Request
Render all the records below as a numbered list with one line per number, dropping any blank lines and leaving the pictures out.

Stored items
---------------

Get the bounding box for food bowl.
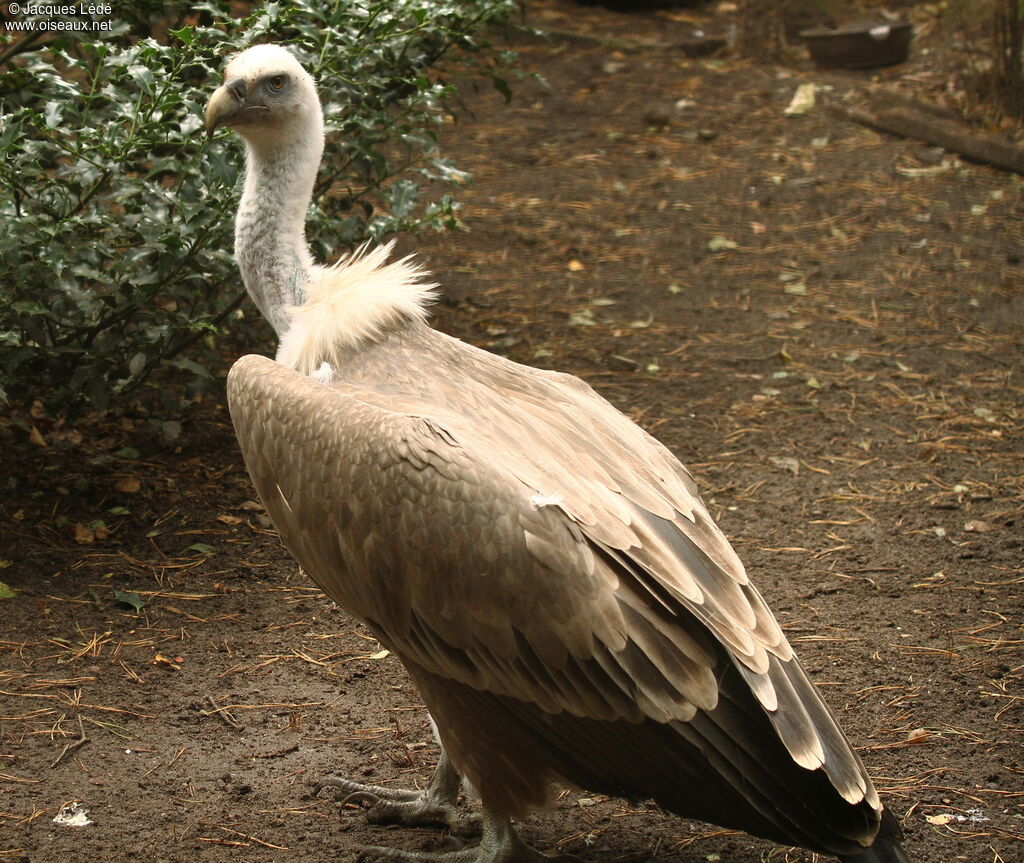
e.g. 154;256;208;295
800;21;913;69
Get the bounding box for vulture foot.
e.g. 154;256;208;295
356;810;580;863
316;751;480;835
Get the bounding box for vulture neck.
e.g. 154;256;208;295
234;130;324;338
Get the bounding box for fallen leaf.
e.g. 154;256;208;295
768;456;800;476
569;308;597;327
114;588;145;614
782;84;818;117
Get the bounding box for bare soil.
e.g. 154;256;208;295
0;0;1024;863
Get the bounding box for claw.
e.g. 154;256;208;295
314;751;479;834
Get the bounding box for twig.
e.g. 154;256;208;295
50;714;89;770
203;695;245;731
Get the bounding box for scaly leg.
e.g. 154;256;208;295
356;807;580;863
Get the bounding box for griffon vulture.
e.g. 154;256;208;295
206;45;906;863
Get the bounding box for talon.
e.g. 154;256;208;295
341;791;382;808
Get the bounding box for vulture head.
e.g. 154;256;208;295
206;45;324;149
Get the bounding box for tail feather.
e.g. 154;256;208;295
840;809;910;863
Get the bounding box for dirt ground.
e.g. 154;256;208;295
0;0;1024;863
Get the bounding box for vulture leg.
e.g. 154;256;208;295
357;807;580;863
317;749;479;834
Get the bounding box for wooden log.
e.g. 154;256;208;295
846;105;1024;174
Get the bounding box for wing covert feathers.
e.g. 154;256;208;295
228;343;881;856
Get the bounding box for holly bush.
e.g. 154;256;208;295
0;0;513;414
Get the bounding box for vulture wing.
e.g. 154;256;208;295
228;341;882;855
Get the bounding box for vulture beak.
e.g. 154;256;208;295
206;78;269;139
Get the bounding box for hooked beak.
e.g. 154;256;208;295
206;78;269;139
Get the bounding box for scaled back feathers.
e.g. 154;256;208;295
278;241;437;375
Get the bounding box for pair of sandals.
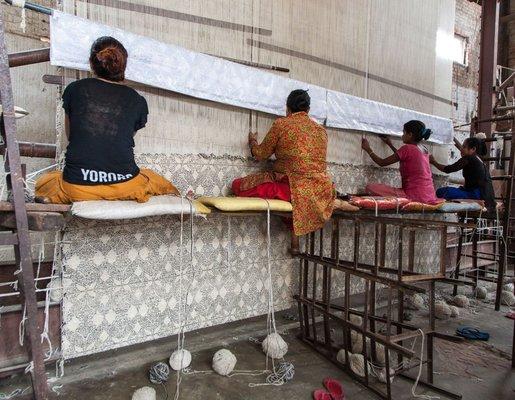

---------------

Result for this task
1. Get the bounding box for food bowl.
2. e.g. 154;256;208;295
3. 800;21;913;69
4. Get the bounding box for vulture foot.
5. e.g. 154;256;208;295
6. 356;810;580;863
7. 316;751;480;835
8. Get the bounding box for vulture neck.
9. e.g. 154;256;208;295
10. 234;130;324;338
11. Get the bounding box for fallen leaf.
12. e.g. 154;256;208;295
13. 768;456;800;476
14. 569;308;597;327
15. 114;588;145;614
16. 782;84;818;117
17. Get the bounding box for bare soil.
18. e.g. 154;256;208;295
19. 0;0;1024;863
20. Get the bounding box for claw.
21. e.g. 154;256;208;295
22. 314;751;479;834
23. Get the bounding box for twig.
24. e.g. 154;256;208;295
25. 50;714;89;770
26. 203;695;245;731
27. Get the bounding box for scaly leg.
28. e.g. 154;256;208;295
29. 356;807;580;863
30. Get the bounding box for griffon vulture.
31. e.g. 154;256;208;295
32. 206;45;906;863
33. Get the bounding box for talon.
34. e.g. 154;256;208;295
35. 341;791;382;808
36. Get the bounding box for vulture head.
37. e.g. 154;256;208;295
38. 206;45;324;149
39. Get the bounding box for tail feather.
40. e.g. 154;256;208;295
41. 840;809;910;863
42. Get the bounding box for dirt ground.
43. e.g. 154;256;208;295
44. 0;0;1024;863
45. Get the bounding box for vulture leg.
46. e.g. 154;256;208;295
47. 357;807;580;863
48. 317;749;479;834
49. Get the bounding box for wooden log.
50. e.g. 154;256;208;295
51. 846;105;1024;174
52. Get the bounding box for wing covert feathers.
53. e.g. 154;256;208;295
54. 228;343;881;856
55. Get the bounding box for holly bush.
56. e.g. 154;256;208;295
57. 0;0;513;414
58. Get the bounding box for vulture wing.
59. e.g. 154;256;208;295
60. 228;341;882;855
61. Get the bounding box for vulture beak.
62. e.g. 154;256;208;295
63. 206;78;269;139
64. Get the bounding box for hooked beak.
65. e.g. 154;256;208;295
66. 206;78;269;139
67. Get the bounding box for scaled back feathers.
68. e.g. 154;256;208;295
69. 278;241;437;375
70. Get the bounding box for pair of sandals.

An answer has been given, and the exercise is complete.